-- start of SOURCE --
By now, we’ve all heard about the amazing work performed by Syria’s finest crack squad of counter-terrorism constables, who rounded up the Shaker Al-Absi Gang lickety split and had them confess to their wicked deeds on national television.
It looks like the war on terror is finally producing tangible and satisfying results.
Sami Moubayed, writing in Asia Times this week, expertly dismisses the arguments of those who would doubt the authenticity of the primetime confession special. He writes:
Naturally, the anti-Syrian team in Lebanon writes off the entire story as a hoax. They claimed from day one that Fatah al-Islam was created by the Syrians. That is difficult to believe, since [Shaker al-Absi’s] prison record in Damascus – along with Syria’s history of combating Islamic fundamentalism – would certainly prevent it from engaging in such a risky scheme with such a notorious terrorist. Additionally, the terrorist bombing of September 27 adds proof that if anything, Fatah al-Islam is certainly not allied to Damascus. On the contrary, it is bent on destroying Syria.
Those doubting the entire story will continue doing so, claiming that the program aired on Syrian TV was doctored by the Syrians. That too is hard to believe. These terrorists were watched by millions of people around the world and in Syria. They gave out real names and appeared clearly on screen. If the Syrians asked them to stage the entire operation, how can they continue with their ordinary lives and not be spotted as frauds?
By golly, he’s right. After all, they appeared on television, for Pete’s sake! What they said has to be true, it just has to!
Is it me, or is Sami Moubayed slowly turning into an employee of the Syrian Ministry of Information? I used to like his pieces, but these days he is starting to sound as credible as… well, as the poor schmoes on the made-for-TV confession special. Isn’t the point of being a journalist to interrogate the official narratives of government, rather than to help circulate them? Where is the swashbuckling cynicism that accompanies his critiques of American foreign policy? When was it replaced with the plaintive cry, “The terrorists are coming, the terrorists are coming…”? Does it really only take a government-produced documentary to gain his confidence? If so, America take note, and consider outsourcing the War on Terror to Hollywood.
Why doesn’t Sami just state the obvious, namely that nobody really has any idea what Fatah al-Islam is. All the theories are more or less outlandish, ranging from Seymour Hersh’s spooky conspiracy tale in The New Yorker (which I’m convinced he heard from a Lebanese service taxi driver and later had ‘confirmed’ by Michel Samaha), to the notion that it was created by the Syrian mukhabarat and controlled directly from Damascus. Who knows what is really true? There is nothing resembling actual proof, just more or less glorified conspiracy theories supported by anonymous sources and government-sponsored confessions.
Sami, please, come back down to earth. Where is the journalist who used to be so unsparing in his criticism of the follies of Arab politics, yet also constructive and realistic? Why not treat Syria in the same way that you treat Lebanon, namely with both criticism and tough love? I understand that you may face different kinds of pressures in Syria, but if it is not possible to expose and dismantle your government’s propoganda, surely it is within your means to ignore it. Talk about something else! Write a cultural piece about Zenobia. Make fun of Dubai. There are plenty of ways to avoid lowering yourself by applauding a scapegoating operation.
-- end of SOURCE --
-- start of RECORDS SUPPLIED --
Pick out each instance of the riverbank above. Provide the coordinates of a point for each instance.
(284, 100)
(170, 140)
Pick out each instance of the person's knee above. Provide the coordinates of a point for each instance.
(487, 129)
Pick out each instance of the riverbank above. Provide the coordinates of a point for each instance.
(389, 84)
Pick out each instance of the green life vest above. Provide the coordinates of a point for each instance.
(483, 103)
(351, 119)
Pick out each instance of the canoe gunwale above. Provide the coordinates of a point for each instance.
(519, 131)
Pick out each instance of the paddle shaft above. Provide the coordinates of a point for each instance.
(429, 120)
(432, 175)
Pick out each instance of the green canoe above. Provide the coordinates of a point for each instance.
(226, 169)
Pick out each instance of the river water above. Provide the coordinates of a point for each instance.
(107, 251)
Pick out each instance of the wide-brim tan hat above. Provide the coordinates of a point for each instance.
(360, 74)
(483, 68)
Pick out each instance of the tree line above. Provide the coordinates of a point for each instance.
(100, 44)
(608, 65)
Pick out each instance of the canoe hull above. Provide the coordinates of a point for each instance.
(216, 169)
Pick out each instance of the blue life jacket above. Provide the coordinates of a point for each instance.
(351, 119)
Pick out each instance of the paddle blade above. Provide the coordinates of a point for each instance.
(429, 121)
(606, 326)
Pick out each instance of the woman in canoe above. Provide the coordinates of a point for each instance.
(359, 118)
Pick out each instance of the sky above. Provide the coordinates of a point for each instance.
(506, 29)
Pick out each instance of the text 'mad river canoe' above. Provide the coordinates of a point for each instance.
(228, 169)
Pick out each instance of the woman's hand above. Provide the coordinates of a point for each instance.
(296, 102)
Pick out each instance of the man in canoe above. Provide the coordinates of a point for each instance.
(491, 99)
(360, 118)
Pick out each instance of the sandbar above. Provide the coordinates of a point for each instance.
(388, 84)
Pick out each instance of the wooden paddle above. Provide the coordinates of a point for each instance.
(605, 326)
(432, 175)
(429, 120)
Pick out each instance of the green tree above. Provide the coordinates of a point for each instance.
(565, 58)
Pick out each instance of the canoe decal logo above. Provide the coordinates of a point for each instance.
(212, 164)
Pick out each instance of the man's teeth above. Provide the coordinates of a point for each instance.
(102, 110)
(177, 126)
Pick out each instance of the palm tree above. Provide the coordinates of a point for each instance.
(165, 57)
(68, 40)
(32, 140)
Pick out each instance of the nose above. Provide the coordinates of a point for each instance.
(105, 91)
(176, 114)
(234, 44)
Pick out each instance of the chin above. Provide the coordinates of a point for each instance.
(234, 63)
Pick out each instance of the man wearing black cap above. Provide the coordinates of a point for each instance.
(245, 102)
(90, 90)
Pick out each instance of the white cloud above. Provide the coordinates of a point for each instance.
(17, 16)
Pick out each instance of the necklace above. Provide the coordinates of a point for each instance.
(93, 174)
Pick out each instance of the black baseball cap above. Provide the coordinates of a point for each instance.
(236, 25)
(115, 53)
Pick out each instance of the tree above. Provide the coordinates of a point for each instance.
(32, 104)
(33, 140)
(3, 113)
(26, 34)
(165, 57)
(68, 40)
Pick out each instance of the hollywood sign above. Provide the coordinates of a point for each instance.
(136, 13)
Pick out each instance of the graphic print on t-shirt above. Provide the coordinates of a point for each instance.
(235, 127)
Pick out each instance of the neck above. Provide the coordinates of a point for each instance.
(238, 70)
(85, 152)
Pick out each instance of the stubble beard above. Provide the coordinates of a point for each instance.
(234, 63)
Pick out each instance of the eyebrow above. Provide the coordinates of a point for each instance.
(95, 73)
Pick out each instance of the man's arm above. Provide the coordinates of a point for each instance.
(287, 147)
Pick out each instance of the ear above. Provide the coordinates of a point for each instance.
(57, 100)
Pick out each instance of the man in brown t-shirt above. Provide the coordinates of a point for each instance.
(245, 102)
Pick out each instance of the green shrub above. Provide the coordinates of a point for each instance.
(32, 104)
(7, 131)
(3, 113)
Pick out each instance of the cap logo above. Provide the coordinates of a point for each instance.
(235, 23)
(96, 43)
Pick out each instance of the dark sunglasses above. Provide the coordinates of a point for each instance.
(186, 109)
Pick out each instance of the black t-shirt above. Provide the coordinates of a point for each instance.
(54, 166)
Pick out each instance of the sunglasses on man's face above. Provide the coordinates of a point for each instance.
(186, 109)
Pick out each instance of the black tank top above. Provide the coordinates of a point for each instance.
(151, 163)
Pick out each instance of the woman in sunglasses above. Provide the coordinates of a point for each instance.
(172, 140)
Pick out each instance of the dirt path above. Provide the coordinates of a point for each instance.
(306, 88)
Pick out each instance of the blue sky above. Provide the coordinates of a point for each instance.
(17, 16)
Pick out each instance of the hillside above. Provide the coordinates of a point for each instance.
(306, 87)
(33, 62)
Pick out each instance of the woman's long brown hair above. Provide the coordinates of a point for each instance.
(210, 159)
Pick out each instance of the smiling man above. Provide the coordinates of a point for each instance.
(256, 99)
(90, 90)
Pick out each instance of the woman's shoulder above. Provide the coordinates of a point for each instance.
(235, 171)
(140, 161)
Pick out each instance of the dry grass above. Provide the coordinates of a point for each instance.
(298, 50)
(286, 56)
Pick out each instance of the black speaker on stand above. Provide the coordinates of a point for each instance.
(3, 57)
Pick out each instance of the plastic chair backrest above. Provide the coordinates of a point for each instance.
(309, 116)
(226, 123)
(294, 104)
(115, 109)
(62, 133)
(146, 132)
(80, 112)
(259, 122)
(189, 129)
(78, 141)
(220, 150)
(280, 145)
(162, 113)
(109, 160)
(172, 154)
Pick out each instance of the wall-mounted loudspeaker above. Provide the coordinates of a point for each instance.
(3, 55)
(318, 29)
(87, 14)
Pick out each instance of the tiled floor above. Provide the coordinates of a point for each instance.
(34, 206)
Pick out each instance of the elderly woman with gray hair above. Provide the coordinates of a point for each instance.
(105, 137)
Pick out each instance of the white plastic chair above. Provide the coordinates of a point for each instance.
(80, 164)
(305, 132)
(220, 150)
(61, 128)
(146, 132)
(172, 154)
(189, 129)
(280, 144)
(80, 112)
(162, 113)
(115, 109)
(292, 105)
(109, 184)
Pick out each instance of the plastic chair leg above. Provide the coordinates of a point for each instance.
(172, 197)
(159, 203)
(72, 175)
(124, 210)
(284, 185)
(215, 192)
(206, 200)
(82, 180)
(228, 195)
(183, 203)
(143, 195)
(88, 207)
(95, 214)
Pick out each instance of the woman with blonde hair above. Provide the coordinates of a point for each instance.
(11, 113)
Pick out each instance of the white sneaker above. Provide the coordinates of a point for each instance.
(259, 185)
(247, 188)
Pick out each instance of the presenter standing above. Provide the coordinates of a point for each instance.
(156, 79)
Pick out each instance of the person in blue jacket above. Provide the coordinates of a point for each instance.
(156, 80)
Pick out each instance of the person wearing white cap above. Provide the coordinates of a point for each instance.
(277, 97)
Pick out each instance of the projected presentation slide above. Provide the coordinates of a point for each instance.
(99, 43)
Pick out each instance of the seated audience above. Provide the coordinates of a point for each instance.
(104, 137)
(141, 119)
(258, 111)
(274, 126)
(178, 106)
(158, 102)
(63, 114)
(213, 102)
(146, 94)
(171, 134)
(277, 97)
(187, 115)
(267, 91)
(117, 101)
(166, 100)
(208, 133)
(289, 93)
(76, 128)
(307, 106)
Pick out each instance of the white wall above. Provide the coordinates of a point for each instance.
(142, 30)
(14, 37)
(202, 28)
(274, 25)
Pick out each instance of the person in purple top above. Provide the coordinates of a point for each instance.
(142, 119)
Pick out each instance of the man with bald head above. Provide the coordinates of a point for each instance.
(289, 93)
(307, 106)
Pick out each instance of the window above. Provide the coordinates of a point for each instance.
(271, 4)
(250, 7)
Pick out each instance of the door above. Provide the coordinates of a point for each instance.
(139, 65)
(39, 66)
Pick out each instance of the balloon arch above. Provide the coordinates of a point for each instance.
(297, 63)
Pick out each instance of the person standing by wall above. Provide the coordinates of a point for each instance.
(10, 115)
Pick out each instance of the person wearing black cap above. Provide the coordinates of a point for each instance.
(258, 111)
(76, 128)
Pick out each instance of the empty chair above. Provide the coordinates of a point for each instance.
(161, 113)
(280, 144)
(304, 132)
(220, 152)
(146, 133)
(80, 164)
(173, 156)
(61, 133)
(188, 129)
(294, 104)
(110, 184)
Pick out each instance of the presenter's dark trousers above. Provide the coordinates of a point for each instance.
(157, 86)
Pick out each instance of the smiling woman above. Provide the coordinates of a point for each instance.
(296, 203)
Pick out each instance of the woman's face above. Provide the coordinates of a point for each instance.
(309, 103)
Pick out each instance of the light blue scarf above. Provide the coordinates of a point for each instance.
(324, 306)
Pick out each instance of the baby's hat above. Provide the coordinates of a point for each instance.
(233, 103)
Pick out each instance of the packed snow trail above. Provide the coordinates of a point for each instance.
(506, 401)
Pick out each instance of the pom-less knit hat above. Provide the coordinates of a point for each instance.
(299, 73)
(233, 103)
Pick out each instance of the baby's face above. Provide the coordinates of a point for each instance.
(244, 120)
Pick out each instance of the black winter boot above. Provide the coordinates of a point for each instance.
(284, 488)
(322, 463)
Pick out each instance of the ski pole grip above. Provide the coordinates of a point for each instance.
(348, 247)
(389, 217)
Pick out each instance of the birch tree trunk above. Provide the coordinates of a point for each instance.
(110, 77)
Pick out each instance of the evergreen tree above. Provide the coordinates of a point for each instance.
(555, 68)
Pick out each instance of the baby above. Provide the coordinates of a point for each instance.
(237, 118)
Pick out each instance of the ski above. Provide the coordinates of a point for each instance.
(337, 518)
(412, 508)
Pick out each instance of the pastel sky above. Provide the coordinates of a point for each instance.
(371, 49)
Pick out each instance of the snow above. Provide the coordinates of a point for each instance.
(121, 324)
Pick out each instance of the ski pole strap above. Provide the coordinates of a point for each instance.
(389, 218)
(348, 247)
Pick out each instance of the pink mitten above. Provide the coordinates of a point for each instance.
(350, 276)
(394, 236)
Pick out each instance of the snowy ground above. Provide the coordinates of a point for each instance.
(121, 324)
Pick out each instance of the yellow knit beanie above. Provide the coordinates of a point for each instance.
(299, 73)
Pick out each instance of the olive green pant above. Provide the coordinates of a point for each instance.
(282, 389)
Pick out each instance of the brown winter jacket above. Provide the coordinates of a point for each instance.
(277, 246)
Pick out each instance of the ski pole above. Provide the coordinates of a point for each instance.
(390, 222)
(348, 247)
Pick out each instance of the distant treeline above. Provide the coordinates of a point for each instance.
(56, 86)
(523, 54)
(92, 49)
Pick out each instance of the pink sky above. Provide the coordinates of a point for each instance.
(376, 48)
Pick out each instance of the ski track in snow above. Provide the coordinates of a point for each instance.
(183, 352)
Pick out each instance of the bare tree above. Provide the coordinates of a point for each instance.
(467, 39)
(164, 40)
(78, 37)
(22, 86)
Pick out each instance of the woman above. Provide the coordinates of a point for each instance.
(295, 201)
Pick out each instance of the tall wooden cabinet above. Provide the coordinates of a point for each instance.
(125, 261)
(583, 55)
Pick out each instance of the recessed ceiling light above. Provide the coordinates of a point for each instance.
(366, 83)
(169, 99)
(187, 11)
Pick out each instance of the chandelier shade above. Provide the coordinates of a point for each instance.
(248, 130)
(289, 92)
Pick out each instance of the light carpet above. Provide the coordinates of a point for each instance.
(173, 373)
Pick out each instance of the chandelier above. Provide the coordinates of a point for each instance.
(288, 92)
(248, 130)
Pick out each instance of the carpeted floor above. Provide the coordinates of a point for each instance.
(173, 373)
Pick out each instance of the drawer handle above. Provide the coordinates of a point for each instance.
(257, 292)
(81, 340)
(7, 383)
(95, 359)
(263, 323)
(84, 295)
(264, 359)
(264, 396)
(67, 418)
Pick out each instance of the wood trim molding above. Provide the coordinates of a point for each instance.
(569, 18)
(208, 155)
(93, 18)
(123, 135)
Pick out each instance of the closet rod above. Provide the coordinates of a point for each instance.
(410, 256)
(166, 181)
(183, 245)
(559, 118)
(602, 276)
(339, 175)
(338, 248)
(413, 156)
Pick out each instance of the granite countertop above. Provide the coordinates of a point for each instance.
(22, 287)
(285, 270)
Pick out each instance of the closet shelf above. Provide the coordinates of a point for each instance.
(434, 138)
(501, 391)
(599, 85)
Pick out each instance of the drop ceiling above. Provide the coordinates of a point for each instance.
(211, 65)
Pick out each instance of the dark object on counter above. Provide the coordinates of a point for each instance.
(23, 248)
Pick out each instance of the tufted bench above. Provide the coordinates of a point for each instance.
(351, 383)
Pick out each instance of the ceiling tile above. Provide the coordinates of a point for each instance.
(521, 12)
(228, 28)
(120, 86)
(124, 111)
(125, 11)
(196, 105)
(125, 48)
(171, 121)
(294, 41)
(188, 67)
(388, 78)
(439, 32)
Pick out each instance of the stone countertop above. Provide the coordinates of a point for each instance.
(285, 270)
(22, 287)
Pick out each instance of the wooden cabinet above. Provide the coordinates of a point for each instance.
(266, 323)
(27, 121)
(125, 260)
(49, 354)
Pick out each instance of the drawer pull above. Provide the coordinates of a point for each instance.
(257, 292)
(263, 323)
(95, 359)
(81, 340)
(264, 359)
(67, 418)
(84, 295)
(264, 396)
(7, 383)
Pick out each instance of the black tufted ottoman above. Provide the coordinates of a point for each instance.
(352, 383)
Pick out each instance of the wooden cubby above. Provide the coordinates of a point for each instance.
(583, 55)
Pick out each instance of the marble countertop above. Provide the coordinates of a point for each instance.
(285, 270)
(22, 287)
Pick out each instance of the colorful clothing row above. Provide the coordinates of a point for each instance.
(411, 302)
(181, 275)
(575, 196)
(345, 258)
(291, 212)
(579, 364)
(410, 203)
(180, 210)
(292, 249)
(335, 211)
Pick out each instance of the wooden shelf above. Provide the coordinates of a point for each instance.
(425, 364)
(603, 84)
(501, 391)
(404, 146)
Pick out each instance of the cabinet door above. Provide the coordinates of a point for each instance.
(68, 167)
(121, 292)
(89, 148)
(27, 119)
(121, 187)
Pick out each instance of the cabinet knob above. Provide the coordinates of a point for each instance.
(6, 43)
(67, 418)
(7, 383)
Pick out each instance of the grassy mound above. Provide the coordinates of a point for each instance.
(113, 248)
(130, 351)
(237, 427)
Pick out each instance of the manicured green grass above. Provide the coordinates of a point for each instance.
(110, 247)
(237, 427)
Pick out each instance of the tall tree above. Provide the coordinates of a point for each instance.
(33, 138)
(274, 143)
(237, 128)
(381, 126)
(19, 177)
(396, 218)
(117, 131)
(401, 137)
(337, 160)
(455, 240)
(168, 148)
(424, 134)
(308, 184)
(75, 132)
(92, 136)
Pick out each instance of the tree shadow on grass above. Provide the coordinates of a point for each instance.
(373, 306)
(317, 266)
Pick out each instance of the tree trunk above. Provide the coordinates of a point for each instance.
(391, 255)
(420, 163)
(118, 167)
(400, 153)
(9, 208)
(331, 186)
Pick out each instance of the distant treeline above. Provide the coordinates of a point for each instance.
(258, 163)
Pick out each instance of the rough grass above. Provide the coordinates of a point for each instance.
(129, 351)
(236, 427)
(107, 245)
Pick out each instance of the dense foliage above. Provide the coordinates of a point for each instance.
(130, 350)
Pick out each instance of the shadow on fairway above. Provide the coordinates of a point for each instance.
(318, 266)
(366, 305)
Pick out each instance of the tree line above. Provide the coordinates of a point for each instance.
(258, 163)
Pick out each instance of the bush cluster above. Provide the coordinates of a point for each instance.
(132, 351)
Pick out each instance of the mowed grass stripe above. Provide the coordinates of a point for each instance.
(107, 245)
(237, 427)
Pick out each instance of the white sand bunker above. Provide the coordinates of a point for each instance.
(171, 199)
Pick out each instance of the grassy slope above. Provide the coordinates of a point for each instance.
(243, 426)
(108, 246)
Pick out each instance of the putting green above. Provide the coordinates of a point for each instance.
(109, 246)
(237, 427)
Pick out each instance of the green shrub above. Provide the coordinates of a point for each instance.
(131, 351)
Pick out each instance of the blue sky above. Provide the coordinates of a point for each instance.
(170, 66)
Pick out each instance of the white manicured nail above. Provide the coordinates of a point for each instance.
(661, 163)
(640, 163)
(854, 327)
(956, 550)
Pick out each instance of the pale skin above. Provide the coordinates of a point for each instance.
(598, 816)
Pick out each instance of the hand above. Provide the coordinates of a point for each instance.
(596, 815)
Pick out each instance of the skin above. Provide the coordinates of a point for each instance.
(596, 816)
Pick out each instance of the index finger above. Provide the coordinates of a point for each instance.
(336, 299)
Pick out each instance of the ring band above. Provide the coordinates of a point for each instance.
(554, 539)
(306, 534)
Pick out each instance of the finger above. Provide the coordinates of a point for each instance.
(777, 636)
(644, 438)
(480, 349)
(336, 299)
-- end of RECORDS SUPPLIED --
● **EXERCISES**:
A: Reproduce word for word the part of the post about the televised confessions from "Why doesn’t Sami" up to and including "and government-sponsored confessions.".
B: In the post about the televised confessions, what is the date of the terrorist bombing that Moubayed cites as proof against a Fatah al-Islam alliance with Damascus?
C: Extend the post about the televised confessions, picking up after its final sentence.

● **EXPECTED ANSWERS**:
A:
Why doesn’t Sami just state the obvious, namely that nobody really has any idea what Fatah al-Islam is. All the theories are more or less outlandish, ranging from Seymour Hersh’s spooky conspiracy tale in The New Yorker (which I’m convinced he heard from a Lebanese service taxi driver and later had ‘confirmed’ by Michel Samaha), to the notion that it was created by the Syrian mukhabarat and controlled directly from Damascus. Who knows what is really true? There is nothing resembling actual proof, just more or less glorified conspiracy theories supported by anonymous sources and government-sponsored confessions.

B: September 27

C:
Could someone pass the popcorn?
I have linked with the Moubayed article!!
when did a Maronite become a salafite appologist
I don’t catch your drift.
the funny issue is that joshua landis knows that sami and samir seifan and samir altaqi are member of the advisory committee to the head of the state intelligence general ali mamlouk who is arresting all the intellectuals .
i challenge him to deny that and can he explain is this one of the tasks of the advisory board ??
a lot to come
I am offering my services to you as a Editor. While my pedigree is not Harvard, but the University of Technology in Sydney, I feel I can make a contribution to your blog, I have forwarded my resume for you to peruse.
First your articles while starting the blog were fine, I think that this latest heading needs some overhaul. Let me explain.
Heading:”Justice, A Dish Best Served with a Side of Popcorn”
should read (taking into account our Arab and resistance culture)
“”Justice, A Dish Best Served with a Side of Syrian Hummus”
You go on taking poor Sami to task, I need to remind you about Arab journalists 101; Find a benefactor, its healthy to prolong your career.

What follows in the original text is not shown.